*** EXTRACTED INFORMATION ***
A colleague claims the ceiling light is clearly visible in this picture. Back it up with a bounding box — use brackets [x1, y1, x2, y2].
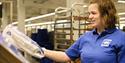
[25, 20, 68, 27]
[118, 0, 125, 3]
[12, 9, 70, 25]
[83, 5, 87, 7]
[120, 17, 125, 20]
[0, 2, 2, 5]
[118, 12, 125, 15]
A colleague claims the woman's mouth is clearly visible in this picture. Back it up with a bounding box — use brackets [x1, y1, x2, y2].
[88, 20, 95, 24]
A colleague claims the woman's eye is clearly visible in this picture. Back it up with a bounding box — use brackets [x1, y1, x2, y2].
[91, 11, 97, 15]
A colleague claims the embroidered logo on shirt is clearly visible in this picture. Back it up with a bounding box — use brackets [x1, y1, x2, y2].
[101, 39, 112, 47]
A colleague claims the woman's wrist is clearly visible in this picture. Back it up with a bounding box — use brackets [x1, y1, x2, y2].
[41, 47, 46, 54]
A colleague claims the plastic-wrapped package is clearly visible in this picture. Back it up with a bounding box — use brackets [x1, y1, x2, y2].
[0, 40, 30, 63]
[2, 24, 44, 59]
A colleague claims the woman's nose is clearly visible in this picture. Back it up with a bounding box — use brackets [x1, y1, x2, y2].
[89, 14, 93, 19]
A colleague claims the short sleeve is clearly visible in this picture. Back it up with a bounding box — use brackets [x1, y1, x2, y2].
[118, 42, 125, 63]
[65, 35, 84, 60]
[118, 32, 125, 63]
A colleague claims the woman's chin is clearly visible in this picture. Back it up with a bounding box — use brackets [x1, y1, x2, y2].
[89, 23, 96, 27]
[88, 24, 96, 29]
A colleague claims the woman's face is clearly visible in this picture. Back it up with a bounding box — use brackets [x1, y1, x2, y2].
[88, 3, 102, 28]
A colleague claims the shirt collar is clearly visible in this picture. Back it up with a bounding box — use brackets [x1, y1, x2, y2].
[92, 28, 117, 35]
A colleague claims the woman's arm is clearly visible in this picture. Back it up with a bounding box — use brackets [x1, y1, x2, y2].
[43, 48, 71, 62]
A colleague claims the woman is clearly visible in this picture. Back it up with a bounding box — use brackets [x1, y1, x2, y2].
[42, 0, 125, 63]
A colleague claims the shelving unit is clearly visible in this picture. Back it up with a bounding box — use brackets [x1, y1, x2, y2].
[53, 7, 93, 51]
[73, 16, 92, 37]
[54, 7, 74, 51]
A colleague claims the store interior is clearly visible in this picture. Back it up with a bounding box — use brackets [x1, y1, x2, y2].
[0, 0, 125, 63]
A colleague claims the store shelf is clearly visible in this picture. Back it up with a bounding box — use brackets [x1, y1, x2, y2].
[54, 7, 74, 51]
[55, 32, 74, 35]
[55, 16, 71, 20]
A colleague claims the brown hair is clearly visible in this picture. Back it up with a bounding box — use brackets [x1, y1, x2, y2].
[89, 0, 119, 29]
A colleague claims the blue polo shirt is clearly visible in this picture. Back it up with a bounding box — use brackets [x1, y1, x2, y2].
[65, 28, 125, 63]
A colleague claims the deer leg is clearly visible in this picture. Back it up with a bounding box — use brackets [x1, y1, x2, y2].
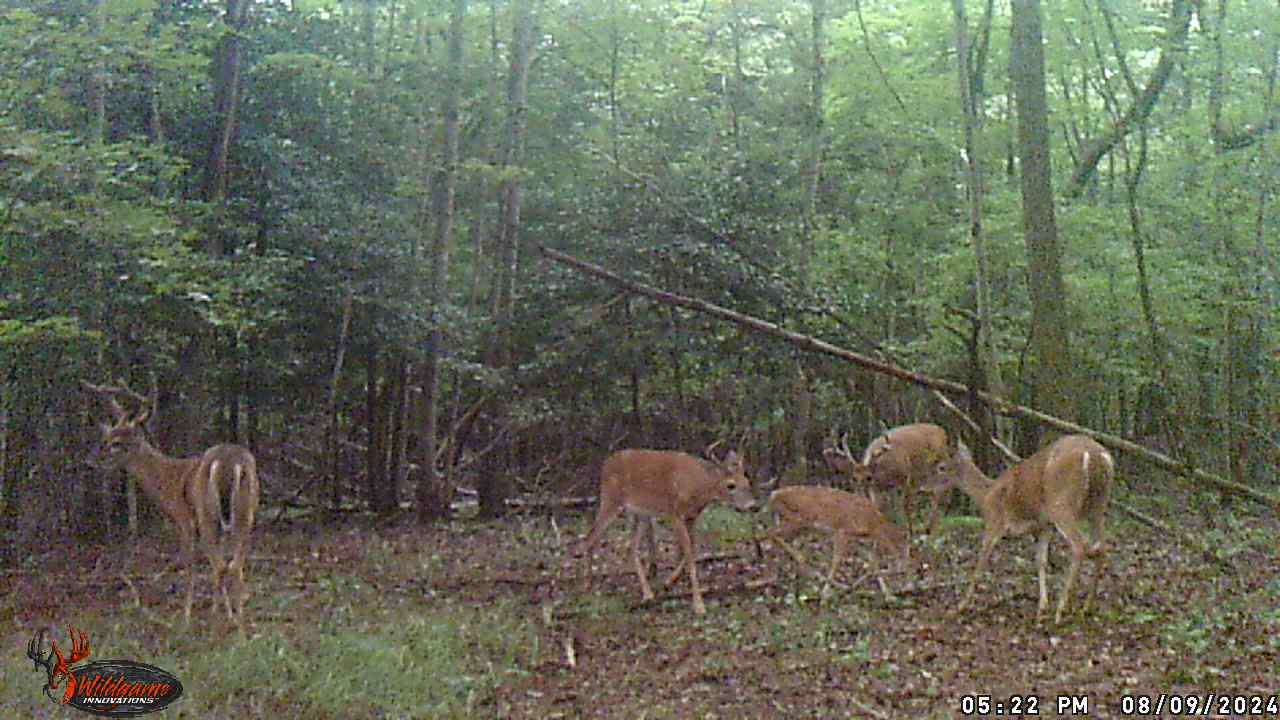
[1083, 510, 1107, 614]
[192, 498, 229, 622]
[226, 556, 245, 622]
[760, 520, 809, 573]
[577, 498, 625, 593]
[1052, 520, 1090, 624]
[821, 531, 847, 600]
[872, 547, 895, 602]
[177, 527, 197, 624]
[223, 533, 248, 624]
[662, 522, 694, 589]
[644, 517, 658, 580]
[962, 528, 1002, 611]
[1035, 531, 1052, 620]
[205, 546, 229, 622]
[901, 481, 916, 537]
[629, 516, 656, 601]
[925, 486, 945, 535]
[672, 519, 705, 615]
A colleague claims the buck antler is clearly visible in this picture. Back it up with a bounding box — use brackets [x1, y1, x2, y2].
[27, 627, 91, 704]
[82, 378, 154, 423]
[81, 380, 131, 421]
[83, 375, 260, 626]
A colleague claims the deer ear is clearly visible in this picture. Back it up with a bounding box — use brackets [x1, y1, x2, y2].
[722, 450, 742, 470]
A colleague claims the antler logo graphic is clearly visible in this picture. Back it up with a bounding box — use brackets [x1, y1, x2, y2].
[27, 627, 92, 704]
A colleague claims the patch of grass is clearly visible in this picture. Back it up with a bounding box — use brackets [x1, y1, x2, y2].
[696, 504, 760, 546]
[929, 513, 984, 536]
[568, 590, 631, 620]
[2, 597, 536, 719]
[189, 601, 533, 717]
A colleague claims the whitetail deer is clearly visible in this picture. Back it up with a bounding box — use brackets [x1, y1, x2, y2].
[924, 434, 1114, 623]
[761, 485, 913, 601]
[573, 446, 758, 615]
[84, 380, 259, 625]
[824, 423, 953, 534]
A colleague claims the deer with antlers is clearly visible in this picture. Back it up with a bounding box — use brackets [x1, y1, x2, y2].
[27, 627, 92, 704]
[823, 423, 954, 535]
[84, 379, 259, 625]
[573, 442, 758, 615]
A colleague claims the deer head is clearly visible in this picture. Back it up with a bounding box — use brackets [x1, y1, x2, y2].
[83, 379, 156, 469]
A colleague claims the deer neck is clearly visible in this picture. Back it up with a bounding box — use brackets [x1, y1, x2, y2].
[124, 442, 196, 509]
[952, 462, 996, 503]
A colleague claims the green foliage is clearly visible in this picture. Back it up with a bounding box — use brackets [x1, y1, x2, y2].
[0, 0, 1277, 527]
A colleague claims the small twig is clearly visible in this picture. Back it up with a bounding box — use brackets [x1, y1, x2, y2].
*** End of EXTRACTED INFORMATION ***
▶ _ASSIGNMENT_:
Repeat the entries faithfully. Any picture gets left out.

▶ _TASK SOLUTION_:
A colleague claims the ceiling light is clearly visible in this picture. Back it up with a bounding box — use brackets [x1, y1, x2, y2].
[25, 20, 68, 27]
[118, 0, 125, 3]
[12, 9, 70, 25]
[83, 5, 87, 7]
[120, 17, 125, 20]
[0, 2, 2, 5]
[118, 12, 125, 15]
A colleague claims the woman's mouth is clearly visible in this picture. Back it up with a bounding box — use brackets [x1, y1, x2, y2].
[88, 20, 95, 24]
A colleague claims the woman's eye is clearly visible in this picture. Back it up with a bounding box — use brackets [x1, y1, x2, y2].
[91, 11, 97, 15]
A colleague claims the embroidered logo on shirt is clearly visible in this picture. Back it up with a bounding box — use brackets [x1, y1, x2, y2].
[101, 39, 112, 47]
A colleague claims the woman's wrist is clearly visible in this picture. Back it up with a bounding box — use brackets [x1, y1, x2, y2].
[41, 47, 46, 54]
A colleague claims the plastic-wrapped package is clearly visible in this picture. Back it up with a bounding box — use brackets [x1, y1, x2, y2].
[0, 40, 30, 63]
[2, 24, 44, 59]
A colleague claims the woman's nose is clearly visible in this picture. Back it up with a bounding box — use brackets [x1, y1, x2, y2].
[89, 14, 93, 19]
A colleague claims the short sleeve is clearly visible in this picture. Back it up with a bounding box — use brackets [x1, y1, x2, y2].
[118, 42, 125, 63]
[65, 35, 84, 60]
[118, 32, 125, 63]
A colleague claims the woman's chin is clearly visible in this picture. Back it up with a bounding box — use brackets [x1, y1, x2, y2].
[89, 23, 96, 27]
[88, 24, 96, 29]
A colleague claims the woman's face is clearly visible in this picture. Back it up with a bounding box — use brackets [x1, y1, x2, y2].
[88, 3, 102, 28]
A colleague claims the shirt collar is clearly visible in this picture. Back it up with a bounding box — use brackets [x1, y1, x2, y2].
[92, 28, 117, 35]
A colleague claims the woman's arm is clearly visible in this picture. Back it up with a bounding box — use brackets [x1, y1, x2, y2].
[43, 48, 71, 62]
A colleague claims the woman is clearly visible in this picture. Back it up with a bounding box — use brackets [x1, y1, x2, y2].
[42, 0, 125, 63]
A colleague claims the shelving unit is clearly visible in this picture. Back it up with a bounding box — use brackets [x1, y1, x2, y2].
[53, 7, 93, 51]
[73, 16, 92, 37]
[54, 7, 74, 51]
A colleague claims the store interior is clearly visible in this picture. Back it up with a bounding box — use brackets [x1, y1, x2, y2].
[0, 0, 125, 63]
A colleague claims the store shelf is clearly visible in this picture. Back it up with a bounding box — use brackets [x1, y1, x2, y2].
[54, 7, 74, 51]
[55, 32, 74, 35]
[55, 16, 71, 20]
A colleague claims the brown hair is clearly visible in this picture. Back it up with a bounding box — use brackets [x1, y1, x2, y2].
[89, 0, 119, 29]
A colleague claims the blue polo shirt is clearly visible in this picture. Back it up with a bounding box — use brackets [x1, y1, x2, y2].
[65, 28, 125, 63]
A colleague claims the deer leg is clearly visible in this picture. Back it up with a bounding box — use brackets [x1, y1, x2, y2].
[1083, 510, 1107, 614]
[192, 498, 229, 622]
[226, 556, 245, 622]
[760, 520, 809, 573]
[577, 498, 625, 593]
[1052, 520, 1090, 624]
[821, 531, 847, 600]
[872, 547, 895, 602]
[177, 527, 197, 624]
[223, 533, 248, 624]
[662, 522, 694, 589]
[644, 517, 658, 580]
[962, 528, 1002, 611]
[1035, 531, 1052, 620]
[205, 546, 229, 622]
[901, 481, 916, 537]
[629, 516, 656, 601]
[925, 486, 945, 535]
[672, 519, 705, 615]
A colleague claims the buck antler is clearly visible in this picture. Back it up with a bounding box — use brackets [x1, y1, x2, y2].
[27, 627, 91, 704]
[82, 378, 154, 423]
[81, 380, 131, 421]
[83, 375, 260, 626]
A colleague claims the deer ear is clearly visible in this picture. Back it up with a bounding box — use brackets [x1, y1, x2, y2].
[722, 450, 742, 470]
A colleague claims the antler logo graphic is clearly visible in this picture. Back it up with a bounding box — use brackets [x1, y1, x2, y2].
[27, 627, 92, 704]
A colleague claims the patch of grass is clearly visible in this picture. Back it up with a bounding box — use brackets [x1, y1, x2, y2].
[696, 504, 760, 546]
[929, 513, 984, 536]
[568, 590, 631, 620]
[2, 597, 536, 719]
[189, 601, 533, 717]
A colleague claims the whitetail deer is clearly visible in this picture. Back it up with a bounding box — use brackets [x1, y1, x2, y2].
[924, 434, 1114, 623]
[761, 485, 913, 601]
[573, 446, 758, 615]
[84, 380, 259, 625]
[824, 423, 953, 534]
A colleague claims the deer with antlers is clearly visible in this picture. Back it up with a bounding box — use brackets [x1, y1, x2, y2].
[27, 627, 92, 704]
[823, 423, 954, 535]
[84, 379, 259, 625]
[573, 442, 758, 615]
A colleague claims the deer head is clearly visible in this picture. Back it up with a bounding box — use brackets [x1, y1, x2, y2].
[83, 379, 156, 469]
A colleague claims the deer neck is clearly visible in this picture. Back it up with a bounding box — use brackets [x1, y1, x2, y2].
[124, 442, 196, 509]
[952, 462, 996, 503]
A colleague claims the green foliage is clearly visible in this picture. Back it up with a bounding box — use brackets [x1, y1, x2, y2].
[0, 0, 1277, 527]
A colleague claims the small twig is clearly visible in this picture. Back it up with a bounding box — use brackets [x1, y1, x2, y2].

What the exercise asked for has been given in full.